Reading text:

__________

Immigrate to Canada Via the Provincial Nominee Program in 2024

Provincial Nominee Program

Know all about the Provincial Nominee Program which is designed for skilled workers and immigrants who want to live in Canada as permanent residents.

The Provincial Nominee Program (PNP) is a great way for immigrants to obtain permanent residence in Canada. Launched in 1998, PNP aims to attract skilled workers from around the world to strengthen Canada’s economy through a diverse labor force.

PNP allows every province and territory in Canada to nominate individuals who wish to immigrate to Canada and settle in a specific region based on their skills, work experience, and other factors. 

Almost every province, as well as territory in Canada, runs PNPs to welcome eligible workers from other countries to boost the economies of their respective provinces and territories.

Starting your journey to move to Canada through the Provincial Nominee Program can be quite an adventure. This guide will walk you through how the program works, who can apply, and what steps you need to take to apply.

Provincial Nominee Program Overview 

The Provincial Nominee Program (PNP) is a pathway to obtaining permanent residence in Canada. Individual provinces and territories (except Quebec and Nunavut) operate PNP. The Provincial Nominee Program was launched in 1998 as a joint effort between the Canadian federal government and the individual provinces. Each province offers different streams or categories for PNP eligibility, including work experience, education, and language skills.

The primary goal of the Provincial Nominee Program is to increase immigration to Canada and its positive impact on the Canadian economy. Before the launch of PNP in 1998, most immigrants coming to Canada from other countries were in a few specific provinces, such as Ontario, British Columbia, and Quebec. But as a result of the launch of PNP, immigration to Canada has become more widely spread across the country.

__________

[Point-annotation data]
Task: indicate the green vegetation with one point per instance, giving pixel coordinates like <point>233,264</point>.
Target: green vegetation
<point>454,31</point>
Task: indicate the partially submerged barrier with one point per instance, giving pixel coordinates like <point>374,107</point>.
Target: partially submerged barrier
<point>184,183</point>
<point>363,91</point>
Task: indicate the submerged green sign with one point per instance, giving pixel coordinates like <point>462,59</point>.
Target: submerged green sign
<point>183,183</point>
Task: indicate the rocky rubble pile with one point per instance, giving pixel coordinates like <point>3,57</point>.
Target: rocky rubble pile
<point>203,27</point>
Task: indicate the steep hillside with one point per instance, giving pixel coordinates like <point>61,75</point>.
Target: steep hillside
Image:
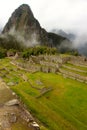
<point>26,28</point>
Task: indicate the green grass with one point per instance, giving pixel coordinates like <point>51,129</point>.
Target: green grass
<point>77,67</point>
<point>63,108</point>
<point>74,71</point>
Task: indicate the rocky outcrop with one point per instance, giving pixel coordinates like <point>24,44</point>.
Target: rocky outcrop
<point>26,28</point>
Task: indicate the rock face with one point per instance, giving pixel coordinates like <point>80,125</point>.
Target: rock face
<point>23,25</point>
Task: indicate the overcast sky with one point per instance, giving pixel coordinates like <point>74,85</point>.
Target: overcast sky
<point>69,15</point>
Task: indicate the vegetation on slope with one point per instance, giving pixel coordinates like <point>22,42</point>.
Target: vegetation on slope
<point>63,108</point>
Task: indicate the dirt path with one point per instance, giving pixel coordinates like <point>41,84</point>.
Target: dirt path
<point>12,115</point>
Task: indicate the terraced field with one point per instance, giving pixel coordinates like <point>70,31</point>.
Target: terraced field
<point>59,103</point>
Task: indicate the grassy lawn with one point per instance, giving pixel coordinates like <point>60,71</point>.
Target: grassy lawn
<point>77,67</point>
<point>63,108</point>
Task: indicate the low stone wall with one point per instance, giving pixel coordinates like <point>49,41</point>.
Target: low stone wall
<point>71,68</point>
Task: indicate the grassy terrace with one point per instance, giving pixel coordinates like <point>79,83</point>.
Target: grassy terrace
<point>77,67</point>
<point>74,71</point>
<point>63,108</point>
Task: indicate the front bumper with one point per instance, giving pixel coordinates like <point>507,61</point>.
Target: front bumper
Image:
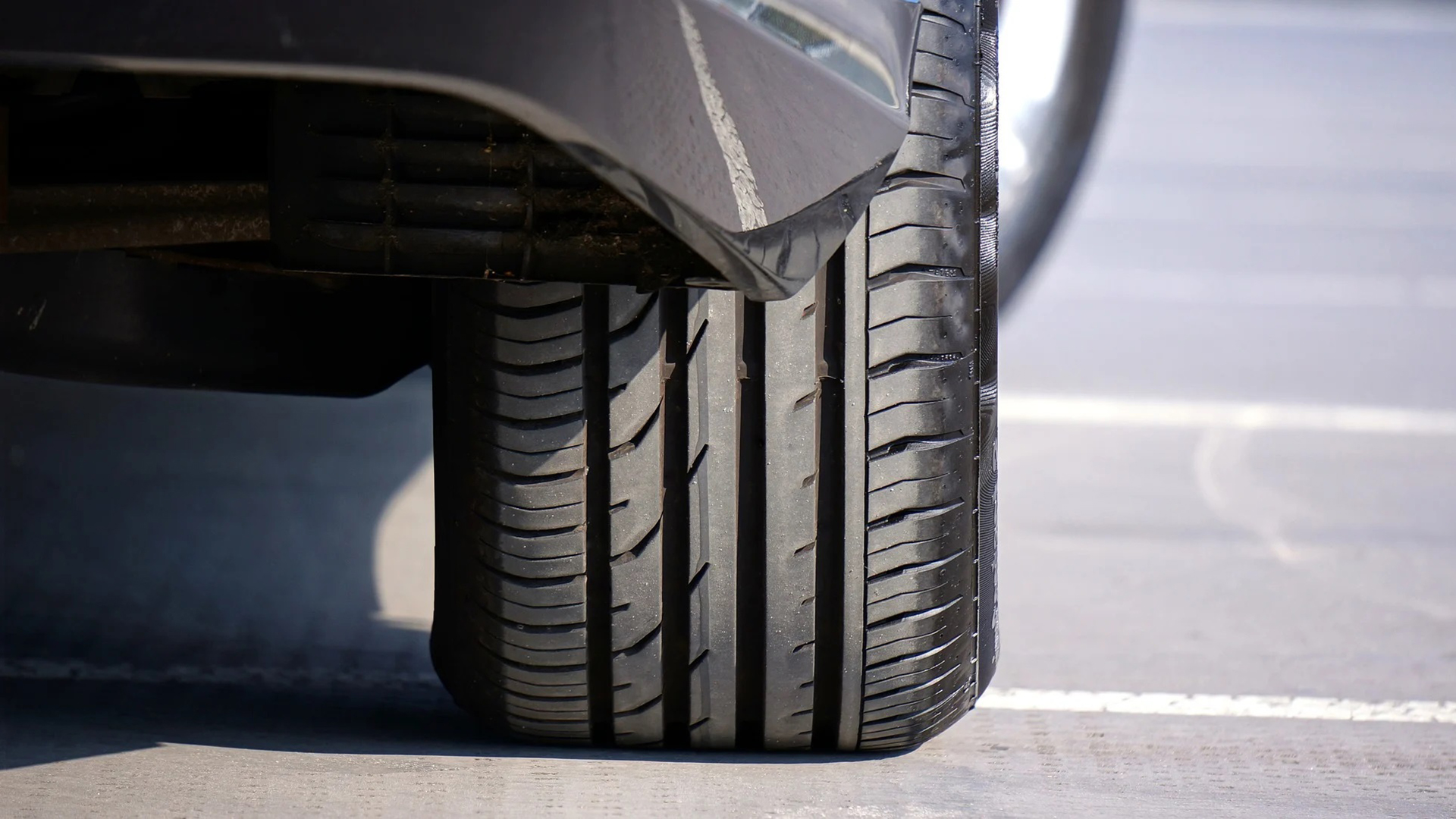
<point>756,130</point>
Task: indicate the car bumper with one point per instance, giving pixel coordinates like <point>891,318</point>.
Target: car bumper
<point>756,130</point>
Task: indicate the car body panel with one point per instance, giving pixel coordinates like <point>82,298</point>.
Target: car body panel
<point>756,130</point>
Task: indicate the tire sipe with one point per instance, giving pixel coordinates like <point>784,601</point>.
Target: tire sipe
<point>686,519</point>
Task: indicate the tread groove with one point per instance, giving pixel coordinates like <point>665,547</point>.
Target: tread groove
<point>599,515</point>
<point>829,541</point>
<point>676,588</point>
<point>752,525</point>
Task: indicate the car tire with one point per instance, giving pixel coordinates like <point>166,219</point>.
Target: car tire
<point>689,519</point>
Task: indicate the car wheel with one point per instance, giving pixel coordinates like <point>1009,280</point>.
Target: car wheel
<point>688,519</point>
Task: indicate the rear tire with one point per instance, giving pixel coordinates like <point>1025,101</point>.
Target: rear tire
<point>688,519</point>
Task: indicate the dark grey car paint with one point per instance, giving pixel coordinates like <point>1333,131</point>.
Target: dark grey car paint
<point>756,130</point>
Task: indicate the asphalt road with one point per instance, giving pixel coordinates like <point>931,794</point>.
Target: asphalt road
<point>1196,499</point>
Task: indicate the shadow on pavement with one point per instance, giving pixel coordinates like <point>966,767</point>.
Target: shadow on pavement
<point>150,529</point>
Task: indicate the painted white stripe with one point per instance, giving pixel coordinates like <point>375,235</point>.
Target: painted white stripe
<point>1095,411</point>
<point>1219,706</point>
<point>745,187</point>
<point>996,698</point>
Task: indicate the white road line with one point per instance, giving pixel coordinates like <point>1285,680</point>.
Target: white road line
<point>996,698</point>
<point>745,186</point>
<point>1219,706</point>
<point>1097,411</point>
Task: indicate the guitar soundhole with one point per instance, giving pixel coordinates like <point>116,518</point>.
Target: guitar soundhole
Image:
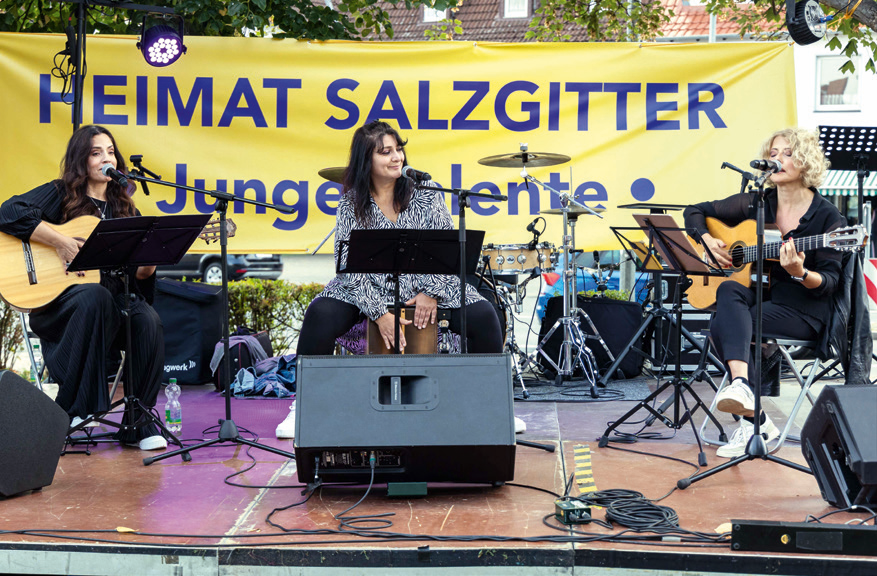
<point>737,256</point>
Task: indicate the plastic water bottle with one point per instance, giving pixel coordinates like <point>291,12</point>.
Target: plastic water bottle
<point>173,412</point>
<point>37,366</point>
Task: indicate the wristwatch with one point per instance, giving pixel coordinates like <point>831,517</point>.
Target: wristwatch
<point>801,278</point>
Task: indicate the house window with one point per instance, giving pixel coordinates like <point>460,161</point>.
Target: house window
<point>516,9</point>
<point>433,15</point>
<point>836,90</point>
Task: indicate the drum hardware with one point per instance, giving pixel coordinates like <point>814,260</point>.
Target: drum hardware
<point>517,258</point>
<point>573,351</point>
<point>520,360</point>
<point>334,174</point>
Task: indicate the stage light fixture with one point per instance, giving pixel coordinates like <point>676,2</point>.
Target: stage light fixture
<point>805,21</point>
<point>161,45</point>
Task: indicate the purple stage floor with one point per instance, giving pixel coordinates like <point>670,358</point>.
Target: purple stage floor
<point>179,512</point>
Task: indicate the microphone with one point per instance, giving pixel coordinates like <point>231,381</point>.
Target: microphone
<point>117,176</point>
<point>772,166</point>
<point>416,175</point>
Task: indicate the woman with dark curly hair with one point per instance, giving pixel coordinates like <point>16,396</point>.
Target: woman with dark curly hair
<point>80,327</point>
<point>797,304</point>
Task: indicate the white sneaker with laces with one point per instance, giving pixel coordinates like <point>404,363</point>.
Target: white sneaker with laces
<point>737,398</point>
<point>736,445</point>
<point>286,429</point>
<point>520,426</point>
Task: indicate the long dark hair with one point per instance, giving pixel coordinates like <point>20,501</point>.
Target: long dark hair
<point>358,175</point>
<point>74,178</point>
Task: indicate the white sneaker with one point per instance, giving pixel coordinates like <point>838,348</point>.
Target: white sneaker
<point>736,446</point>
<point>736,399</point>
<point>520,426</point>
<point>286,429</point>
<point>156,442</point>
<point>77,421</point>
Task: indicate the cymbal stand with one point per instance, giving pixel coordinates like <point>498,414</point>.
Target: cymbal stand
<point>574,351</point>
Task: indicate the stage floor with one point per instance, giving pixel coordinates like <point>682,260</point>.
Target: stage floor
<point>188,519</point>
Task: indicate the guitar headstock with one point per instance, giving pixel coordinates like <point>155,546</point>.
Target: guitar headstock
<point>210,232</point>
<point>847,239</point>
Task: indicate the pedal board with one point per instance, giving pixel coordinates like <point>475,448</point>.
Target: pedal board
<point>803,537</point>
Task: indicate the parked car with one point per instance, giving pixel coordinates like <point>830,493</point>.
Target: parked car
<point>207,267</point>
<point>587,276</point>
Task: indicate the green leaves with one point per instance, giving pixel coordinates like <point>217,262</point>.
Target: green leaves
<point>300,19</point>
<point>272,305</point>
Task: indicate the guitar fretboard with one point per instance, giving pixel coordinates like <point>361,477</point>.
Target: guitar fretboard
<point>772,249</point>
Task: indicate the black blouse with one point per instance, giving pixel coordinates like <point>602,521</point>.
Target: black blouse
<point>20,215</point>
<point>821,217</point>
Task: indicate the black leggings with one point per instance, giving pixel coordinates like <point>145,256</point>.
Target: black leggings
<point>733,326</point>
<point>328,318</point>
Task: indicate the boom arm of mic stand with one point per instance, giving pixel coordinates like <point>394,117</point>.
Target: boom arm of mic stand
<point>214,193</point>
<point>562,195</point>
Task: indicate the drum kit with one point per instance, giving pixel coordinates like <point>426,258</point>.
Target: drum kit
<point>501,265</point>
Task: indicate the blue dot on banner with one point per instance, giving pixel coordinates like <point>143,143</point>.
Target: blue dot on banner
<point>642,189</point>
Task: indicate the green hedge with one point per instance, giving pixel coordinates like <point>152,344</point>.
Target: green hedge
<point>273,305</point>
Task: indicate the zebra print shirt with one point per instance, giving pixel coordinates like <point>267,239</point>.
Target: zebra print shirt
<point>372,292</point>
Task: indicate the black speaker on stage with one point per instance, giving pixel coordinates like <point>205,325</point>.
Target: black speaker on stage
<point>32,433</point>
<point>839,441</point>
<point>615,320</point>
<point>424,418</point>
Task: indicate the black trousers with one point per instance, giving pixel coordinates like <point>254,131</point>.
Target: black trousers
<point>733,325</point>
<point>79,330</point>
<point>328,318</point>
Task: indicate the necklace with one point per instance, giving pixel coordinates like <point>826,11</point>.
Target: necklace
<point>103,215</point>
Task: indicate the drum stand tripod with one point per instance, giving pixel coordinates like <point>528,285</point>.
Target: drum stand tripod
<point>520,360</point>
<point>574,352</point>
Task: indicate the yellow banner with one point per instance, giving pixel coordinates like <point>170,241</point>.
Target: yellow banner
<point>259,118</point>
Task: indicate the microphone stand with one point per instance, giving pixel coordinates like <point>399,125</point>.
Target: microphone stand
<point>463,201</point>
<point>228,431</point>
<point>746,176</point>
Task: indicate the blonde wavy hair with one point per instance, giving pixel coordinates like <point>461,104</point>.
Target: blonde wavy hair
<point>807,155</point>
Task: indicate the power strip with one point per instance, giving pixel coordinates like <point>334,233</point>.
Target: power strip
<point>803,537</point>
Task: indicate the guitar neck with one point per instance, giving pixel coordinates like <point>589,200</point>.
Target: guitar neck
<point>772,249</point>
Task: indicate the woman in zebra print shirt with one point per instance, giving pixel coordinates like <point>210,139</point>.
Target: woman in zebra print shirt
<point>377,196</point>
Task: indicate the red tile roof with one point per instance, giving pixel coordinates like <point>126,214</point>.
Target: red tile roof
<point>482,20</point>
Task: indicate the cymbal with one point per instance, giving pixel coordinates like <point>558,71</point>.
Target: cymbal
<point>334,174</point>
<point>573,211</point>
<point>535,159</point>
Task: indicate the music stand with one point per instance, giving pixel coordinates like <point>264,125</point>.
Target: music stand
<point>851,148</point>
<point>228,430</point>
<point>123,244</point>
<point>402,251</point>
<point>672,243</point>
<point>647,255</point>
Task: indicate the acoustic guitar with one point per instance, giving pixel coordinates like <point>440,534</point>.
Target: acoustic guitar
<point>33,274</point>
<point>740,241</point>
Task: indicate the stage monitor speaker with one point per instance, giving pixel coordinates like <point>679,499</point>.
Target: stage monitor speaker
<point>839,441</point>
<point>427,418</point>
<point>32,433</point>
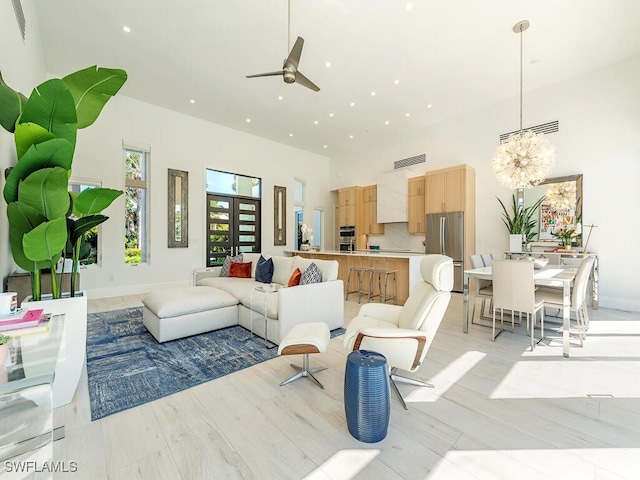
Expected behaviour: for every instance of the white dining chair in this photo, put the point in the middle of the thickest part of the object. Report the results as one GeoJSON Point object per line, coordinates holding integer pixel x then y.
{"type": "Point", "coordinates": [578, 297]}
{"type": "Point", "coordinates": [514, 290]}
{"type": "Point", "coordinates": [483, 289]}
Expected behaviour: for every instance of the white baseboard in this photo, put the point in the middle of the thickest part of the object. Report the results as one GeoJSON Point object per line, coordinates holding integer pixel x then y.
{"type": "Point", "coordinates": [124, 290]}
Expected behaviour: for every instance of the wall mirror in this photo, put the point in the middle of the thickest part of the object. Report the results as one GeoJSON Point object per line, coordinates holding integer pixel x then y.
{"type": "Point", "coordinates": [178, 209]}
{"type": "Point", "coordinates": [279, 215]}
{"type": "Point", "coordinates": [562, 207]}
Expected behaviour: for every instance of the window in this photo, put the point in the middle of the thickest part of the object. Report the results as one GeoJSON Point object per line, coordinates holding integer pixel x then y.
{"type": "Point", "coordinates": [92, 254]}
{"type": "Point", "coordinates": [136, 205]}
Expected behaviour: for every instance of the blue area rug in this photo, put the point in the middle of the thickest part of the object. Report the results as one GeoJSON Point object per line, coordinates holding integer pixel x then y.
{"type": "Point", "coordinates": [127, 367]}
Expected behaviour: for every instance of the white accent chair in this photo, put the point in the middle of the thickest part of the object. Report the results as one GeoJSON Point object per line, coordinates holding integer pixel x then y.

__________

Complete the following:
A – Could you write out the rows starting with the line that contains "Task: indicate the white road" and going on through the line that contains "<point>416,175</point>", with both of those lines included? Leave the pictures out of your answer.
B – Can you continue the piece on Canada's Provincial Nominee Program from the point where it stops?

Answers to the exercise:
A –
Task: indicate the white road line with one point per instance, giving pixel coordinates like <point>1285,680</point>.
Target: white road line
<point>996,698</point>
<point>745,186</point>
<point>1219,706</point>
<point>1097,411</point>
Task: indicate the guitar soundhole with one point per instance, giving pixel coordinates like <point>116,518</point>.
Target: guitar soundhole
Image:
<point>737,256</point>
Task: indicate the plastic water bottle with one point per instance, giving pixel coordinates like <point>291,12</point>.
Target: plastic water bottle
<point>173,412</point>
<point>37,366</point>
Task: indicate the wristwatch with one point per instance, giving pixel coordinates like <point>831,517</point>.
Target: wristwatch
<point>801,278</point>
Task: indicate the house window with one point per instance, giving pixel coordinates like <point>460,161</point>.
Target: house window
<point>516,9</point>
<point>433,15</point>
<point>836,90</point>
Task: indicate the drum hardware with one point per instance, giving pixel coordinates like <point>814,260</point>.
Target: drum hardware
<point>517,258</point>
<point>573,351</point>
<point>520,360</point>
<point>334,174</point>
Task: indicate the stage light fixture with one point per instance, giving pixel coordinates like <point>676,2</point>.
Target: stage light fixture
<point>805,21</point>
<point>161,45</point>
Task: indicate the purple stage floor with one point per instance, giving pixel coordinates like <point>670,358</point>.
Target: purple stage floor
<point>179,512</point>
Task: indicate the microphone with one point per instance, giving pixel coordinates like <point>231,381</point>.
Target: microphone
<point>117,176</point>
<point>772,166</point>
<point>416,175</point>

B –
The Prairie Provinces (Manitoba, Saskatchewan, and Saskatchewan) and the Atlantic Provinces (Nova Scotia, New Brunswick, Labrador, Prince Edward Island, and Newfoundland) have been successful in attracting more immigrants due to the influence of PNP. Each PNP includes at least one immigration pathway that matches the federal Express Entry immigration selection system. Provincial nominations issued through these Express Entry-aligned pathways are called ‘Enhanced nominations.”

How the Provincial Nominee Program (PNP) Works

The Provincial Nominee Program helps distribute immigrants across Canada, not just in major Canadian cities. The PNP is designed for individuals who wish to immigrate to Canada and settle in any province or territory of their choice.

  • To be eligible for the PNP, applicants must meet certain criteria set by the specific province or territory. These generally include,
  • Applicants must have the required education, skills, language proficiency, and work experience to meet the labor market needs and contribute to the economic development of a specific Canadian province or territory. 

They must be interested in living in Canada and becoming permanent residents.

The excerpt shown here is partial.